** Start Exercise materials **
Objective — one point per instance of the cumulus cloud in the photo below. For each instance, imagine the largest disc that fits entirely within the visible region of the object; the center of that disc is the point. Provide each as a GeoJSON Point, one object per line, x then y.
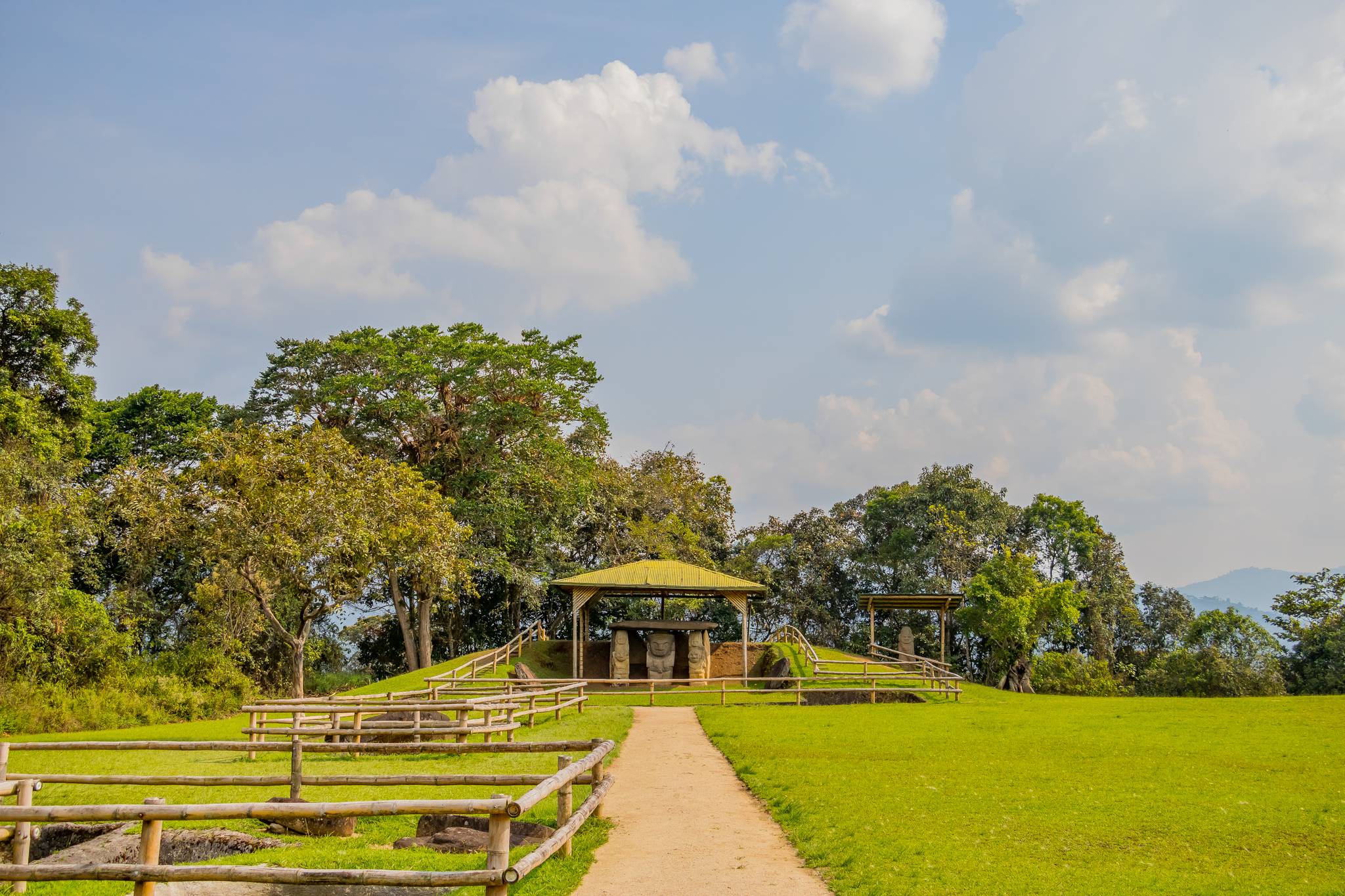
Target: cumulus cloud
{"type": "Point", "coordinates": [694, 64]}
{"type": "Point", "coordinates": [1094, 291]}
{"type": "Point", "coordinates": [546, 198]}
{"type": "Point", "coordinates": [868, 49]}
{"type": "Point", "coordinates": [871, 331]}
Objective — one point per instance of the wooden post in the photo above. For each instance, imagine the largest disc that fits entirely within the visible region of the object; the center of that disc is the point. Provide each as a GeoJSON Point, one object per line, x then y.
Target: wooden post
{"type": "Point", "coordinates": [151, 837]}
{"type": "Point", "coordinates": [496, 848]}
{"type": "Point", "coordinates": [296, 767]}
{"type": "Point", "coordinates": [745, 671]}
{"type": "Point", "coordinates": [575, 644]}
{"type": "Point", "coordinates": [564, 803]}
{"type": "Point", "coordinates": [23, 833]}
{"type": "Point", "coordinates": [599, 774]}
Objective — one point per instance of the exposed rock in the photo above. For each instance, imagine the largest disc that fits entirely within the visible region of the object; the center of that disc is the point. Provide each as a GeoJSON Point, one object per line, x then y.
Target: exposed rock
{"type": "Point", "coordinates": [309, 826]}
{"type": "Point", "coordinates": [217, 888]}
{"type": "Point", "coordinates": [431, 825]}
{"type": "Point", "coordinates": [779, 670]}
{"type": "Point", "coordinates": [178, 847]}
{"type": "Point", "coordinates": [857, 695]}
{"type": "Point", "coordinates": [467, 834]}
{"type": "Point", "coordinates": [64, 834]}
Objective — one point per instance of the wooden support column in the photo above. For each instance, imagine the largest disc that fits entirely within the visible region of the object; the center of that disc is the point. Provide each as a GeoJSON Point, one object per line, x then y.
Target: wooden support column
{"type": "Point", "coordinates": [564, 803]}
{"type": "Point", "coordinates": [151, 837]}
{"type": "Point", "coordinates": [496, 848]}
{"type": "Point", "coordinates": [23, 833]}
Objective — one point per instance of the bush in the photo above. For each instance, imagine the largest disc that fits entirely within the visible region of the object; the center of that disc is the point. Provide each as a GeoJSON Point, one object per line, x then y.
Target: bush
{"type": "Point", "coordinates": [1072, 673]}
{"type": "Point", "coordinates": [1210, 673]}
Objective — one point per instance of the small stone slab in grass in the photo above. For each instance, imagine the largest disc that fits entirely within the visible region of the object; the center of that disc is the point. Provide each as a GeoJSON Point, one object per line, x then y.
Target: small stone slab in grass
{"type": "Point", "coordinates": [309, 826]}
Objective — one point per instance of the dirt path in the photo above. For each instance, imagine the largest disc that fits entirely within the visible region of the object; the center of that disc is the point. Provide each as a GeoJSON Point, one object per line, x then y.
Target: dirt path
{"type": "Point", "coordinates": [686, 825]}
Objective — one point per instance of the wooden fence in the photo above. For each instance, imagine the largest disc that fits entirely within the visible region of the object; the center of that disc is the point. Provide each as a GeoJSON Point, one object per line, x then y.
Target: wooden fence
{"type": "Point", "coordinates": [493, 658]}
{"type": "Point", "coordinates": [933, 675]}
{"type": "Point", "coordinates": [503, 711]}
{"type": "Point", "coordinates": [502, 809]}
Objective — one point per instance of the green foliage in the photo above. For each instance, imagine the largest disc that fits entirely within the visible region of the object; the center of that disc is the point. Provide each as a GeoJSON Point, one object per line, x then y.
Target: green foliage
{"type": "Point", "coordinates": [298, 522]}
{"type": "Point", "coordinates": [1223, 654]}
{"type": "Point", "coordinates": [1012, 794]}
{"type": "Point", "coordinates": [1063, 534]}
{"type": "Point", "coordinates": [1072, 673]}
{"type": "Point", "coordinates": [1009, 605]}
{"type": "Point", "coordinates": [155, 425]}
{"type": "Point", "coordinates": [45, 400]}
{"type": "Point", "coordinates": [1314, 620]}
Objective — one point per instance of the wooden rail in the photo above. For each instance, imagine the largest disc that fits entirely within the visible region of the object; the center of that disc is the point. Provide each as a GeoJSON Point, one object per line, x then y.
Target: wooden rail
{"type": "Point", "coordinates": [938, 675]}
{"type": "Point", "coordinates": [875, 683]}
{"type": "Point", "coordinates": [496, 876]}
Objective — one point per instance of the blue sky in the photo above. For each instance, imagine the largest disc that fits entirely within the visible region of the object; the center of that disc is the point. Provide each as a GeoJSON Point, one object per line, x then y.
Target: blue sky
{"type": "Point", "coordinates": [1095, 249]}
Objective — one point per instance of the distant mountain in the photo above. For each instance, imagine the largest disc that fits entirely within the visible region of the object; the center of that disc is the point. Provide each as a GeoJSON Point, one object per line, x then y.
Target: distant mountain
{"type": "Point", "coordinates": [1252, 587]}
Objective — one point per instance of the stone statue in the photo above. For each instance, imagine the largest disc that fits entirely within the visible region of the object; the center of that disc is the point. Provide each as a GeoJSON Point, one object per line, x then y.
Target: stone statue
{"type": "Point", "coordinates": [661, 652]}
{"type": "Point", "coordinates": [907, 645]}
{"type": "Point", "coordinates": [621, 653]}
{"type": "Point", "coordinates": [698, 654]}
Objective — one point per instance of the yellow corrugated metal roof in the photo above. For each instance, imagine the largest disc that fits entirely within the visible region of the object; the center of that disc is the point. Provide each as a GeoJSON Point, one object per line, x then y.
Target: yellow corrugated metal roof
{"type": "Point", "coordinates": [659, 575]}
{"type": "Point", "coordinates": [910, 601]}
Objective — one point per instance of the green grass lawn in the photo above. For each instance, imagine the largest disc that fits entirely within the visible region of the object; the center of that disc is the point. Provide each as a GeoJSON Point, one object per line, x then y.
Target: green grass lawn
{"type": "Point", "coordinates": [370, 848]}
{"type": "Point", "coordinates": [1032, 794]}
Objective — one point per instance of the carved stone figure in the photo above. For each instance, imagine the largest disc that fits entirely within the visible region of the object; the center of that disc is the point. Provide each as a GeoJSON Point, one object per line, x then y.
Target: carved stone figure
{"type": "Point", "coordinates": [621, 654]}
{"type": "Point", "coordinates": [698, 654]}
{"type": "Point", "coordinates": [661, 652]}
{"type": "Point", "coordinates": [907, 645]}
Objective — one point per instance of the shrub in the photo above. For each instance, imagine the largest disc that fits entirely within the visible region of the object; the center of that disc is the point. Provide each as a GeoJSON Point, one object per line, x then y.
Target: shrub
{"type": "Point", "coordinates": [1072, 673]}
{"type": "Point", "coordinates": [1206, 672]}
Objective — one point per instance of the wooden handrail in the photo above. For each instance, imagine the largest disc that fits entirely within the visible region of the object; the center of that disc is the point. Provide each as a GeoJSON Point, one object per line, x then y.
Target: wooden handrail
{"type": "Point", "coordinates": [498, 875]}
** End Exercise materials **
◆ **Task details**:
Working from the material above, transcribe it exactly while omitting pictures.

◆ **Task output**:
Objective — one point per instance of the cumulus cloud in the photo below. For each instance, imagine the largest disc that fits entirely within the visible region of the object; the center of that disc is the point. Provide each as a GeoJSON Point, one object per line, x then y.
Target: cumulus cloud
{"type": "Point", "coordinates": [694, 64]}
{"type": "Point", "coordinates": [1094, 291]}
{"type": "Point", "coordinates": [546, 198]}
{"type": "Point", "coordinates": [868, 49]}
{"type": "Point", "coordinates": [871, 331]}
Objective — one point per instance of the wooden post in the photo above. For each instance, imagine the largest disc that fits entirely within the visible region of the object; the center of that disc is the point. Provide each as a GeoJSON Point, one object per line, x then y.
Target: wooden post
{"type": "Point", "coordinates": [151, 837]}
{"type": "Point", "coordinates": [496, 848]}
{"type": "Point", "coordinates": [296, 767]}
{"type": "Point", "coordinates": [745, 671]}
{"type": "Point", "coordinates": [575, 644]}
{"type": "Point", "coordinates": [564, 803]}
{"type": "Point", "coordinates": [23, 833]}
{"type": "Point", "coordinates": [599, 774]}
Objective — one point per instance of the exposed rock in the photo above. For each instance, imagine the largest disc that fits entirely within the visible region of the object; the center of that disc is the point. Provide each as a GeoJSON Point, one object per line, x then y.
Target: exposed rock
{"type": "Point", "coordinates": [309, 826]}
{"type": "Point", "coordinates": [217, 888]}
{"type": "Point", "coordinates": [431, 825]}
{"type": "Point", "coordinates": [779, 670]}
{"type": "Point", "coordinates": [178, 847]}
{"type": "Point", "coordinates": [857, 695]}
{"type": "Point", "coordinates": [467, 834]}
{"type": "Point", "coordinates": [64, 834]}
Objective — one point per instance of the wooden support column in the photo above. For each instance, imagine the largest disc that fits entirely within the visible region of the object; the center of that disc is the point. Provide each as a GeoJSON Point, one object per line, x then y.
Target: wooden support column
{"type": "Point", "coordinates": [564, 803]}
{"type": "Point", "coordinates": [151, 837]}
{"type": "Point", "coordinates": [496, 848]}
{"type": "Point", "coordinates": [23, 833]}
Objective — one point per instance of the bush in the photo above. For each instance, imagine the largest disc that fits entirely within the visible region of the object; the center of that disc is the point. Provide each as a GeoJSON Point, one object per line, x then y.
Target: bush
{"type": "Point", "coordinates": [1072, 673]}
{"type": "Point", "coordinates": [1210, 673]}
Objective — one point per instance of the small stone slab in grass in the photo above. For each instance, imagine the largest disc that fits entirely within the visible region of the object; the center of that disc is the point. Provide each as a GeoJSON Point, one object per line, x then y.
Target: small stone slab in grass
{"type": "Point", "coordinates": [309, 826]}
Objective — one point per instance of the dirt path in the photo above. For each instance, imagine the largest disc that fits entirely within the visible region of the object; the center of that disc is the point. Provide each as a GeoJSON Point, one object per line, x then y.
Target: dirt path
{"type": "Point", "coordinates": [686, 825]}
Objective — one point per instance of the wooden fence in the photo above. For each instance, imagine the largest disc that fits entirely within the visible region of the object; the center of that disc is the point. Provide each as a GeoJSON Point, one object per line, x then y.
Target: wooden fence
{"type": "Point", "coordinates": [493, 658]}
{"type": "Point", "coordinates": [933, 675]}
{"type": "Point", "coordinates": [503, 711]}
{"type": "Point", "coordinates": [502, 809]}
Objective — one point per instance of the green foliage in the photo above. For each instance, imagine the largest disc that fits entirely within the visible region of the object; the center of that disc is the point. Provide each as a GeoJSON Point, one object per line, x then y.
Target: green foliage
{"type": "Point", "coordinates": [298, 522]}
{"type": "Point", "coordinates": [1223, 654]}
{"type": "Point", "coordinates": [1012, 794]}
{"type": "Point", "coordinates": [1063, 534]}
{"type": "Point", "coordinates": [1072, 673]}
{"type": "Point", "coordinates": [1009, 605]}
{"type": "Point", "coordinates": [155, 425]}
{"type": "Point", "coordinates": [45, 400]}
{"type": "Point", "coordinates": [1314, 620]}
Objective — one point per instance of the wooden rail in the photo above. For each instance, imagine the largest disc that fits entirely within the visible region of the object; the center of that disc is the point. Provide each as a GeoJSON Point, one object per line, x then y.
Target: wooden rail
{"type": "Point", "coordinates": [938, 675]}
{"type": "Point", "coordinates": [875, 683]}
{"type": "Point", "coordinates": [496, 876]}
Objective — one point per instance of the blue sky in the photo above. For each instance, imagine the largest disc that fits entirely within the visible region of the object; the center of that disc is the point. Provide each as a GeoJSON Point, one object per line, x then y.
Target: blue sky
{"type": "Point", "coordinates": [1095, 249]}
Objective — one point per instance of the distant mountain in the photo above. For each instance, imagine the largest disc that fits entirely within the visible region of the object; the center of that disc is the point. Provide each as a GeoJSON Point, one object per line, x then y.
Target: distant mountain
{"type": "Point", "coordinates": [1252, 587]}
Objective — one point per instance of the stone statue in the photo above. For each instance, imagine the largest disc that fits entirely within the visible region of the object; the center of that disc is the point. Provide each as a GeoJSON Point, one object per line, x then y.
Target: stone statue
{"type": "Point", "coordinates": [661, 652]}
{"type": "Point", "coordinates": [907, 645]}
{"type": "Point", "coordinates": [621, 653]}
{"type": "Point", "coordinates": [698, 654]}
Objective — one point per instance of the yellow corrugated metal roof in the photo above. For each instance, imagine the largest disc that fits entirely within the visible region of the object; the center of that disc is the point. Provide each as a GeoJSON Point, one object per line, x then y.
Target: yellow corrugated metal roof
{"type": "Point", "coordinates": [659, 575]}
{"type": "Point", "coordinates": [910, 601]}
Objective — one point per instance of the green grass lawn in the photo above. For each instance, imagine the largest disc that fits entirely within the visible region of the object; the center of that disc is the point. Provide each as a GeoJSON Point, one object per line, x then y.
Target: green grass lawn
{"type": "Point", "coordinates": [370, 848]}
{"type": "Point", "coordinates": [1032, 794]}
Objective — one point per instance of the carved stone figure in the photo above. For each instance, imagine the largest disc that fits entirely within the visible region of the object; the center of that disc is the point. Provide each as a GeoJSON Point, one object per line, x then y.
Target: carved stone figure
{"type": "Point", "coordinates": [621, 654]}
{"type": "Point", "coordinates": [698, 654]}
{"type": "Point", "coordinates": [661, 652]}
{"type": "Point", "coordinates": [907, 645]}
Objective — one point per instance of the shrub in the photo above. For each instance, imagine the largest disc that fits entirely within the visible region of the object; the center of that disc is the point. Provide each as a GeoJSON Point, one object per line, x then y.
Target: shrub
{"type": "Point", "coordinates": [1072, 673]}
{"type": "Point", "coordinates": [1206, 672]}
Objective — one point per instance of the wooden handrail in the photo above. For each instance, imagine the largest disc that fits entirely within the visible region of the object; the center of that disc is the point. Provide each as a GeoJSON Point, one object per line, x then y.
Target: wooden handrail
{"type": "Point", "coordinates": [498, 875]}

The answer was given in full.